§ Atividade
Por favor, liste todos os Atos Institucionais mencionados no trecho sobre a ditadura, com uma informação que o trecho dá sobre cada um.

- O Globo
Foram tempos sombrios para a democracia. As oposições moderadas tiveram que lutar no alto de uma corda bamba
Não sei se será possível esquecer aquela sexta-feira 13, quando, há 50 anos, foi decretado o Ato Institucional nº 5. Em nove páginas, subscritas por 17 homens, nove militares e oito civis, meia dúzia de considerandos, 12 artigos, dez parágrafos e oito itens selaram — e aprisionaram — o destino da sociedade brasileira.
A ditadura começara há pouco mais de quatro anos, em abril de 1964, instaurada por um golpe civil-militar. Logo se evidenciaram as diferenças entre os vencedores. As lideranças políticas principais desejavam um golpe cirúrgico, violento, mas rápido. Capaz de expulsar da área as forças de esquerda, que assustavam com seus projetos de reformas de base. Depois, afastada a “canalha”, o calendário eleitoral seria retomado, com a realização das eleições previstas para o ano seguinte. Assim, no entanto, não o entenderam as Forças Armadas. Aglutinadas em torno de um projeto de modernização autoritária, resolveram manter sua preeminência, rompendo com a tradição de sustentar o poder, porém, sem exercer diretamente o governo. O caráter civil-militar do regime deveria ser preservado sob comando das corporações militares. Na boca do povo, os poderes da República agora eram outros: Exército, Marinha e Aeronáutica. Ou seja, entre 1964 e 1968, a frente heterogênea que articulara e apoiara o golpe, inclusive com amplas bases sociais, decantara-se. Nas fendas abertas, apareceram movimentos alternativos: alguns queriam reverter ao passado anterior ao golpe. Outros, visavam a futuros revolucionários.
Entretanto, parafraseando o poeta, havia uma ditadura no meio do caminho. O primeiro Ato Institucional, em abril de 1964, evidenciara o centro real de poder e seu caráter ditatorial. O segundo, em outubro de 1965, reiterara a violência, dissolvendo os partidos políticos, e anunciara sem meias palavras que a “revolução foi, é e continuará”. O terceiro, em fevereiro de 1966, estabeleceria as eleições indiretas. Depois, convocada pelo quarto Ato Institucional, viria um arremedo de Constituinte, trabalhando a toque de caixa e de clarins para armar um arcabouço jurídico autoritário.
Não bastou.

§ Dados para análise
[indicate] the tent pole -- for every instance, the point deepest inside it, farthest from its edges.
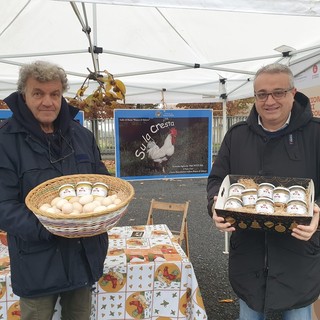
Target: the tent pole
(223, 97)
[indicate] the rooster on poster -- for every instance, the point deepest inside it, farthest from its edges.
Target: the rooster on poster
(163, 153)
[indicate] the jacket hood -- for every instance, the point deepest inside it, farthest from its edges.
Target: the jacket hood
(24, 116)
(301, 114)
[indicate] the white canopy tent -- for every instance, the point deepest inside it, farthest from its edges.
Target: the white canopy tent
(182, 51)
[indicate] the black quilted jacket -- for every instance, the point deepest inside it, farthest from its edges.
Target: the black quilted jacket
(272, 271)
(42, 263)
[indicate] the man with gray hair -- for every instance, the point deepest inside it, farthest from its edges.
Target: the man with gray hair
(270, 270)
(39, 142)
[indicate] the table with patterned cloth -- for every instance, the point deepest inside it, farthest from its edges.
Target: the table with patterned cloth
(146, 276)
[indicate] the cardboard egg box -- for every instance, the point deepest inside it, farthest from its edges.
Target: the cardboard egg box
(280, 221)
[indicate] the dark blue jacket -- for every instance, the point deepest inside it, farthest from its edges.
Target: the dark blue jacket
(42, 263)
(269, 270)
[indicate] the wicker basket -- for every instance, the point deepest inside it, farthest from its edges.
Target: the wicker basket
(83, 224)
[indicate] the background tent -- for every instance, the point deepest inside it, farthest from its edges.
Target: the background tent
(184, 51)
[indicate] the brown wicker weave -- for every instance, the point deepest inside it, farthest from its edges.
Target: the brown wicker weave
(83, 224)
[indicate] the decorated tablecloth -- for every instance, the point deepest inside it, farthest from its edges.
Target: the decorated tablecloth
(146, 276)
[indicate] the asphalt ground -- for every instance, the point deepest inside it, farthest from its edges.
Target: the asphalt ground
(206, 243)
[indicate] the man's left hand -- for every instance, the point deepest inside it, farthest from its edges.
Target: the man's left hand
(303, 232)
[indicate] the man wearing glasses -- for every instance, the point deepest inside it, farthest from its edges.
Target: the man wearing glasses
(269, 270)
(43, 141)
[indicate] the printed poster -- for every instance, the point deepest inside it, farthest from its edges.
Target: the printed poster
(157, 144)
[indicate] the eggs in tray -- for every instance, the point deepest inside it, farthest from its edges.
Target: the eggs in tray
(81, 204)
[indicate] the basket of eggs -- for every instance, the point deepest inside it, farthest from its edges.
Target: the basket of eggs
(80, 205)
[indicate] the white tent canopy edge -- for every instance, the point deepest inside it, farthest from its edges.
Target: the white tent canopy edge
(289, 7)
(189, 70)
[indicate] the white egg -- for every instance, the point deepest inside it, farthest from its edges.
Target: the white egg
(106, 201)
(67, 208)
(98, 198)
(77, 206)
(99, 208)
(86, 199)
(45, 206)
(60, 203)
(89, 207)
(74, 199)
(75, 212)
(55, 200)
(117, 201)
(51, 210)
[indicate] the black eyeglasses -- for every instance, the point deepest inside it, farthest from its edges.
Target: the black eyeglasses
(276, 94)
(52, 159)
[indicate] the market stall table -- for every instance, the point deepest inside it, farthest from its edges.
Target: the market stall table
(146, 276)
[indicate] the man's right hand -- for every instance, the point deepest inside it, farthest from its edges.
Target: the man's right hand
(219, 221)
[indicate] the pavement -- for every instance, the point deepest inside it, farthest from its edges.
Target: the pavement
(206, 243)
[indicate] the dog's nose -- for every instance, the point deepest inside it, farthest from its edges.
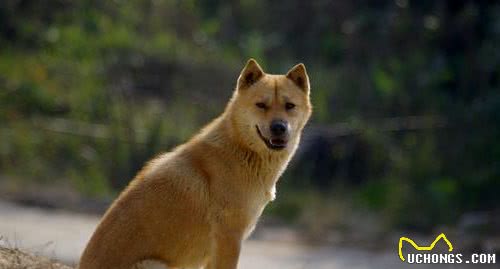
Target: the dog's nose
(278, 127)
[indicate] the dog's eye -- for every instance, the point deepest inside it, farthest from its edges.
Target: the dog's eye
(289, 106)
(261, 105)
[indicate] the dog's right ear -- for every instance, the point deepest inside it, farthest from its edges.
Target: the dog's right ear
(250, 74)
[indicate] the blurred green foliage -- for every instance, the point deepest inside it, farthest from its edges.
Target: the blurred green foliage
(406, 95)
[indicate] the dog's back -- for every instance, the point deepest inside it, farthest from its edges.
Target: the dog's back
(192, 207)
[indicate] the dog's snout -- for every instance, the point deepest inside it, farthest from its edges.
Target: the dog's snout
(278, 127)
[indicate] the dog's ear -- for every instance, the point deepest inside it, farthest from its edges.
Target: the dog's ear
(250, 74)
(298, 75)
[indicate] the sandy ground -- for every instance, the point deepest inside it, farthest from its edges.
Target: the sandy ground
(62, 235)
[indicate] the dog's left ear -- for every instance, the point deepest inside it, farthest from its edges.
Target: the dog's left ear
(298, 75)
(250, 74)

§ Resposta ao exercício
- Primeiro Ato Institucional: de abril de 1964, evidenciou o centro real de poder e seu caráter ditatorial.
- Segundo Ato Institucional: de outubro de 1965, dissolveu os partidos políticos.
- Terceiro Ato Institucional: de fevereiro de 1966, estabeleceu as eleições indiretas.
- Quarto Ato Institucional: convocou um arremedo de Constituinte.
- Ato Institucional nº 5: foi decretado numa sexta-feira 13, em nove páginas subscritas por 17 homens.